What is needed: Rewrite the part of the listing that opens with the line containing "Objective — one marker per instance of the lamp" and continues through the end of the listing as a numbered list. Include that opening line, and leave out any blank lines.
+---+
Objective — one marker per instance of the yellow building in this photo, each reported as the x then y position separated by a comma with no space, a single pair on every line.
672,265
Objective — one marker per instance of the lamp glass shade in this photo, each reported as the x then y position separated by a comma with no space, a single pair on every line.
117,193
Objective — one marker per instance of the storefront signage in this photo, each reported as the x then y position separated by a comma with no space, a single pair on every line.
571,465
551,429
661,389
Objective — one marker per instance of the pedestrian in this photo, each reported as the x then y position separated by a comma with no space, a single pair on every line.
+---+
Correct result:
1. Objective — one marker per instance of the lamp glass shade in this photo, each reported as the x then y position separated by a comma with no space, a single pair on every line.
2. 117,193
3. Objective — one marker per instance of the storefront signage in this photo, each reported as the x then y position separated by a comma with no space, a single pair on every line.
4. 571,465
5. 551,429
6. 661,389
7. Objective — one marker per instance of the pedestrian in this photo, each reported as the x then y position separated by a comma with no space, a single pair on every line.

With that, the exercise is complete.